# START OF Dataset excerpts
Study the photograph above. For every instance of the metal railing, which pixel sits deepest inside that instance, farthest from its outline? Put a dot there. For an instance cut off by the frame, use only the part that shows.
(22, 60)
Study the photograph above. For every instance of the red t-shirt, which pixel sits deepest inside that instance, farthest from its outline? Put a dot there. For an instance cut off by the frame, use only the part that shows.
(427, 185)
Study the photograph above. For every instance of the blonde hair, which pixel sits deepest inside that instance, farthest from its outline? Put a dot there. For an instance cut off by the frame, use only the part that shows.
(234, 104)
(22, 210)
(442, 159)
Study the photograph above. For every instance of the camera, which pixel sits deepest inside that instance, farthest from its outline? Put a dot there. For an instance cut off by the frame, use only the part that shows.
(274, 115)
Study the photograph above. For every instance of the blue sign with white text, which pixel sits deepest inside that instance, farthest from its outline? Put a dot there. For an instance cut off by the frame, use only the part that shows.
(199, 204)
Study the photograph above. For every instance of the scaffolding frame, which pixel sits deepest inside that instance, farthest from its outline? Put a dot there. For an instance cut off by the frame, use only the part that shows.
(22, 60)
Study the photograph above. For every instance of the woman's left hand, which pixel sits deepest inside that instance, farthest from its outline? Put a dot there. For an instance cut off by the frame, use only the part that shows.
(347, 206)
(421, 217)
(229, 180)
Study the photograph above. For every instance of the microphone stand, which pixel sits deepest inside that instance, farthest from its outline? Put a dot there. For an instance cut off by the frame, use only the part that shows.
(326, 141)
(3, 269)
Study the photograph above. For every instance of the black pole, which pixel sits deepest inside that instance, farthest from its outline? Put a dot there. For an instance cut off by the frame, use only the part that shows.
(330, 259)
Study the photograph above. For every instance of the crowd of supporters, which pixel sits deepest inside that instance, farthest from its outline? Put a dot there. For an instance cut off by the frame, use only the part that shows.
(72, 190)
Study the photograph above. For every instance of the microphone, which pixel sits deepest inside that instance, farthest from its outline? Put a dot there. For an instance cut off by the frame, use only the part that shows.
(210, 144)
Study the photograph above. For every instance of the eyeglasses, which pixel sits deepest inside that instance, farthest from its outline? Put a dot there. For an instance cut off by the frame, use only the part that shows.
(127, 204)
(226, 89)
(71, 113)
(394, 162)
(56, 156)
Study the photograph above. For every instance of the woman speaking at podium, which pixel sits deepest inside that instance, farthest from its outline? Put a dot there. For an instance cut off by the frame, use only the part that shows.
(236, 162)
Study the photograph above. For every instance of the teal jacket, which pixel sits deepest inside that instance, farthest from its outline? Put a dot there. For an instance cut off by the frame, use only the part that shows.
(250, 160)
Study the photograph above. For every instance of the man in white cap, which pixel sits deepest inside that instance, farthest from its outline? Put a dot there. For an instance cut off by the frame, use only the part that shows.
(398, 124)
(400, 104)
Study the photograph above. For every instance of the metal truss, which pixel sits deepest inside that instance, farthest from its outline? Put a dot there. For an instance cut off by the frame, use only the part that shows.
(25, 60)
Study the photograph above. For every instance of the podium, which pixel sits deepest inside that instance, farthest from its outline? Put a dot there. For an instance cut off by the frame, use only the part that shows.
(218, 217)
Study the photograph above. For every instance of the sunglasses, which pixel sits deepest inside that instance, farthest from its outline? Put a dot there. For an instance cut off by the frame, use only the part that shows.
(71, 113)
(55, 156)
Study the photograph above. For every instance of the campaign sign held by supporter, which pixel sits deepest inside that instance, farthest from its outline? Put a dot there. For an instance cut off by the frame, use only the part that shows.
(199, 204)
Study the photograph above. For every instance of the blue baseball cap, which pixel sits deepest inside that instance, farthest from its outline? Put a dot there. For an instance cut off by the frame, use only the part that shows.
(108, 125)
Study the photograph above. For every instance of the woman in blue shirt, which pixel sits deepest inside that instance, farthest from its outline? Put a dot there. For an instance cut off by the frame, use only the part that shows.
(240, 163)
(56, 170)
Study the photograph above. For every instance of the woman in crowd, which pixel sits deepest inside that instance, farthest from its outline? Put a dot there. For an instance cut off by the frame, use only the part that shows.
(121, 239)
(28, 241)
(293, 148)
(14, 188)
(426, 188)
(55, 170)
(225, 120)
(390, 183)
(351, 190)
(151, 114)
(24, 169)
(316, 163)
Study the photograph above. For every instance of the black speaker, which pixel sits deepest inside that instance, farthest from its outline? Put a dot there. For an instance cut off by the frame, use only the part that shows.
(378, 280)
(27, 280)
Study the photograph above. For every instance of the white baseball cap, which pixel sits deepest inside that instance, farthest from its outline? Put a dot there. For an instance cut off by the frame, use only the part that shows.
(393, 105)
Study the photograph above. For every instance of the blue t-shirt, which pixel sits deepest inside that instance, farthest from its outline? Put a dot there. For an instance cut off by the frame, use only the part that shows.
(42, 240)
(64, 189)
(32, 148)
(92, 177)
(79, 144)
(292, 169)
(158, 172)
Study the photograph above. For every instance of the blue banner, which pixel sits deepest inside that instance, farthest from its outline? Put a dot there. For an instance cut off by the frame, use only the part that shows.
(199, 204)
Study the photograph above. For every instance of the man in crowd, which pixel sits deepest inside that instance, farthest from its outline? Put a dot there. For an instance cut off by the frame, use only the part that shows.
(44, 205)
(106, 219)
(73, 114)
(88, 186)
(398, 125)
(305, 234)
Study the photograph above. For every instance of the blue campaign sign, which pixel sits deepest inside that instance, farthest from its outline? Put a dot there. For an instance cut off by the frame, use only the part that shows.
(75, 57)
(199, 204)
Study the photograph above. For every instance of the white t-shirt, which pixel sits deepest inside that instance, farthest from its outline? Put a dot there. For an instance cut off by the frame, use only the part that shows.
# END OF Dataset excerpts
» **Job**
All entries shown above should be printed again exactly.

» **Exercise output**
Study the photograph above. For every instance of the metal railing, which pixel sits deepest inside that instance, farthest from its outline? Put a dot there. For an instance cut off by the frame, use only the part that shows.
(22, 60)
Study the photograph above. For every instance of the red t-shirt, which pixel sits deepest inside that instance, farthest from its outline? Put a dot there. For an instance cut off by the frame, use only the part that shows.
(427, 185)
Study the photograph above. For every instance of the blonde hair, which pixel sits deepest inside that instance, farthest from its outline? Put a dot there. For an instance cut off by the frame, use only the part that shows.
(234, 104)
(22, 210)
(442, 159)
Study the photograph above. For every instance of the camera, which pixel sits deepest inside that instance, farthest from its outline? Put a dot there. For an instance cut off by the frame, use only the part that shows.
(274, 115)
Study the photograph above. For every instance of the blue sign with white text, which pixel sits deepest inside that instance, farthest from its outline? Put a dot there. For an instance cut off by the frame, use only the part that shows.
(199, 204)
Study the photograph above. For every instance of the scaffolding frame, which pixel sits deepest inside that instance, farthest from its outline? Put a dot there. For an instance cut off by the frame, use only the part that shows.
(22, 60)
Study the photograph above. For every instance of the woman's left hand, which pixel sits deepest inside that instance, farthest from its outline? Put a dot there. For an instance cut off by the frame, use only the part that shows.
(347, 206)
(421, 217)
(229, 180)
Study the photograph above. For every instance of the microphone stand, which pixel sits deepest inside that instance, farthest from its outline? Put a dot there. For an instance cut off by the frame, use only the part that shows.
(326, 141)
(3, 269)
Study the photograph above. For every instance of the black pole, which pixel sits deepest inside that instance, farthest from its outline? Put a dot there. For an instance cut off by the frame, use only the part that shows.
(330, 259)
Study the photograph above. For every instance of the crowd of supporters, which pixel sits deepest inside that instance, farthest from its outline? Put a dot there. For an instance cut off by the frame, use only the part that shows.
(72, 190)
Study the photograph above. For every instance of the microphone, which pixel sits deepest inside that instance, farthest from its outline? Put a dot there. For an instance cut off by the frame, use only the part that shows.
(210, 144)
Study the photograph above. For every instance of the eyeglasses, which pixel sits deepest inside that instance, farthest from its outline? Put a dot there. For an instance cut off by the frame, use only the part that shows.
(127, 204)
(226, 89)
(71, 113)
(394, 162)
(56, 156)
Study the photograph above. For every instance of the woman speaking at podium, which pixel sits deepest inside that instance, farthest from its outline? Put a dot there. For an instance cut off by the frame, use only the part that shows.
(236, 162)
Study the photograph above. For every instance of the teal jacket, which pixel sits deepest inside that instance, farthest from its outline? Put a dot there. For an instance cut off by the frame, use only the part that shows.
(250, 160)
Study the photograph above. For every instance of the man in white cap, which pixel sits deepest inside that instance, farthest from its outline? Put a dot there. For an instance cut off by the frame, use only the part that shows.
(398, 124)
(400, 104)
Study the photograph above. For every instance of the metal truss, which pixel sits deepest inside that instance, farthest from its outline? Put a dot there. For an instance cut off by the frame, use only the part that shows.
(25, 60)
Study the photograph above. For every instance of the podium, which pixel sits deepest inside that instance, farthest from its outline? Put a dot there. For an instance cut off by the frame, use only the part that shows.
(218, 217)
Study the photograph above. For every instance of the sunglasses, which pixel sits deepest inside that instance, farthest from its outline? Put a dot there. For an instance cut off by the frame, use only the part that shows.
(71, 113)
(55, 156)
Study the photograph above. For every instance of the campaign sign held by supporter, which pixel sits deepest inside that instance, farthest from its outline? Put a dot there. For an instance cut off by the frame, use only the part that shows.
(199, 204)
Study the photograph above. For every instance of the blue baseball cap, which pixel sits deepest inside that instance, farthest from its outline? Put a dot there. For an instance cut off by the frame, use only the part that shows.
(108, 125)
Study the photograph above. For every instance of the woman in blue shirt, which pixel sits deepest inside that instance, farthest from its outline? Put a dot there. For an instance cut off by the frame, use only the part that shows.
(240, 163)
(56, 170)
Study the photograph above. For every instance of the woman in crowd, which pixel sits deepest inside that instance, farthest from its outline? Put a dot there. For an instance cut off by the frame, use only the part that shows.
(121, 239)
(28, 241)
(293, 148)
(14, 188)
(426, 188)
(55, 170)
(225, 120)
(390, 183)
(351, 190)
(151, 114)
(24, 169)
(316, 163)
Study the photograph above. For every instance of the black speaker, which pixel sits deepest inside that instance, farthest from its outline? Put a dot there. For an instance cut off by the frame, use only the part that shows.
(378, 280)
(27, 280)
Study the photograph above. For every instance of the white baseball cap, which pixel sits deepest inside that instance, farthest from its outline? Put a dot there. For an instance cut off by the frame, use only the part that shows.
(393, 105)
Study the photograph above. For every instance of the blue t-shirt, which pixel sits deepest inside that instance, farthest from its outline? Put a dot there. For an instance cut off by the frame, use only the part that shows.
(42, 240)
(64, 189)
(32, 148)
(92, 177)
(79, 144)
(292, 169)
(158, 172)
Study the photograph above. For every instance of the blue banner, which pixel sits deepest inside that instance, farthest from its outline? Put a dot there. For an instance cut off by the frame, use only the part that shows.
(199, 204)
Study the photograph above. For every instance of the man in crowd, which pixel sits deepest inside that instance, farthest from its outline? Put a dot there. For an instance cut off by the frame, use only the part that shows.
(44, 205)
(106, 219)
(73, 114)
(88, 186)
(398, 125)
(305, 234)
Study the photograph above. For every instance of the blue campaign sign, which pixel sits deepest inside that instance, farthest from its outline? Put a dot there. For an instance cut off by the frame, use only the part that shows.
(75, 57)
(199, 204)
Study the photograph above. For every instance of the white t-shirt, which pixel sits deepest inside that instance, farthest from its outline? Put a dot there. For an instance cut off by the frame, use only the part that shows.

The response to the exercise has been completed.